### TASK STATEMENT:
Reproduce the passage of the rally forum thread from "Looking Great! Congratulations!" to "rally seriously. RAWR!", without altering any wording.

### SUPPLIED TEXT:
•••••
# Rally Obed brags from both boys!



## MrsBoats (May 20, 2010)

Sunday the boys and I played in some AKC rally and had a great day! Lars banged out his 2nd RAE leg with a 97 (1st place) in Excellent and a 99 (2nd place) in Advanced:











One of my friends on FB said there isn't a rally ring big enough for Lars. No there isn't for him, his drive, and his ego. LOL

Then Ocean earned his RN at 17 months with a 98 and first place (all three legs were first places...98 and a 99)






He is such a different dude than Lars...the drive is there, it's just starting to wake up.


----------



## trainingjunkie (Feb 10, 2010)

Looking Great! Congratulations! What a nice set of dogs! I love to watch rally when it's being done well!


----------



## MrsBoats (May 20, 2010)

Thank you! I have to laugh...Lars so doesn't take rally seriously. RAWR!


----------



## trainingjunkie (Feb 10, 2010)

I think it's astonishing that so few people respond to these happy threads! I find it hard to bring myself to post anything because I can't take the silence! 

Silly dogs rock! You're doing great! Thank you for sharing!


----------



## SDRRanger (May 2, 2013)

Good god, he was drilling his stare into you....that is the type of connection they were talking about in my obedience class.....amazing.


----------



## MrsBoats (May 20, 2010)

trainingjunkie said:


> I think it's astonishing that so few people respond to these happy threads! I find it hard to bring myself to post anything because I can't take the silence!
> 
> Silly dogs rock! You're doing great! Thank you for sharing!


I find it astonishing too no one ever posts to brag threads either. I actually stopped posting stuff too because no one said anything...I thought no one cared honestly which is weird for a sports/show forum. Granted I'm not on here all the time and I'll miss other threads...but I'll be the first one to say "awesome job" on a job well done.
•••••
### ENTRIES:
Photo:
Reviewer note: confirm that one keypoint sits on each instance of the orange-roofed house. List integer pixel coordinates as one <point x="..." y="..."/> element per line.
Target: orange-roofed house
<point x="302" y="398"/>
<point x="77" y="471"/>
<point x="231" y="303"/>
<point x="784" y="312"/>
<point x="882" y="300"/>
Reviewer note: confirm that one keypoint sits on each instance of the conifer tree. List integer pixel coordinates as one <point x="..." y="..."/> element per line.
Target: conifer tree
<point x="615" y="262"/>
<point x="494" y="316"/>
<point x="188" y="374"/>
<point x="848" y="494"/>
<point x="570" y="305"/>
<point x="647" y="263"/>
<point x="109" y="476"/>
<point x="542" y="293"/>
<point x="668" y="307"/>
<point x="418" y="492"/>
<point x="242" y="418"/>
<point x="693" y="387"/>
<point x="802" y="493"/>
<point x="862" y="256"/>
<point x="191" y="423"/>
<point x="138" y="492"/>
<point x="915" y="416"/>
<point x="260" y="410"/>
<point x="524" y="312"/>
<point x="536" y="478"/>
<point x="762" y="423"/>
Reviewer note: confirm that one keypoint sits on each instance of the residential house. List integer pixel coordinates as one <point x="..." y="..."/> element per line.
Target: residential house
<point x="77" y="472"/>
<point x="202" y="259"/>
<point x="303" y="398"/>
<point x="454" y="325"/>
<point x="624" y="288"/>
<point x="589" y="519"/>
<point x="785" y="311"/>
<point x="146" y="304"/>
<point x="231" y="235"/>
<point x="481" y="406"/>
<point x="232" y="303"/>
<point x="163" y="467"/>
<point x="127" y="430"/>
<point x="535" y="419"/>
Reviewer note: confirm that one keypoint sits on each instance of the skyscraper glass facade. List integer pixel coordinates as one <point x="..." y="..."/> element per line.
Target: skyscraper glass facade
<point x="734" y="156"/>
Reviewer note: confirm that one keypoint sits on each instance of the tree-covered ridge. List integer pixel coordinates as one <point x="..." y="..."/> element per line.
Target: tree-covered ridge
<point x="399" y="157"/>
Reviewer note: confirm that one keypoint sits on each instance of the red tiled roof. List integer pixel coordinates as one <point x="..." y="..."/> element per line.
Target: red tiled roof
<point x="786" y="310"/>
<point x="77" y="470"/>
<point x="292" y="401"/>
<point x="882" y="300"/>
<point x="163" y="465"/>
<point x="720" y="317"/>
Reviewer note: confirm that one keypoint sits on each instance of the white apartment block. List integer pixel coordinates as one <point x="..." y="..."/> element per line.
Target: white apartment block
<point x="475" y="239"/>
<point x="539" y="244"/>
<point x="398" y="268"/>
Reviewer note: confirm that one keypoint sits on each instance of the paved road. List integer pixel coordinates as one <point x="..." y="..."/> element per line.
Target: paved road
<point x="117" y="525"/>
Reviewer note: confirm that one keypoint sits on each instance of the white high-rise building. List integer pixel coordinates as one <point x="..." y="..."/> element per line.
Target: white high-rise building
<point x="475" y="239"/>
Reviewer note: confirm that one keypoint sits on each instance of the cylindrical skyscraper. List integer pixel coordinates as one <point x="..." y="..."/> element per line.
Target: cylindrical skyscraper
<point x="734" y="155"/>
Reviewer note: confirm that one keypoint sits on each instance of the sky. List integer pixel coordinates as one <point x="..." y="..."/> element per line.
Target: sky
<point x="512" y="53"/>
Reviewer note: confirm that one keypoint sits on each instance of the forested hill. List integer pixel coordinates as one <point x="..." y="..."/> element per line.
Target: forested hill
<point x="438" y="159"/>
•••••
### FULL ANSWER:
Looking Great! Congratulations! What a nice set of dogs! I love to watch rally when it's being done well!


----------



## MrsBoats (May 20, 2010)

Thank you! I have to laugh...Lars so doesn't take rally seriously. RAWR!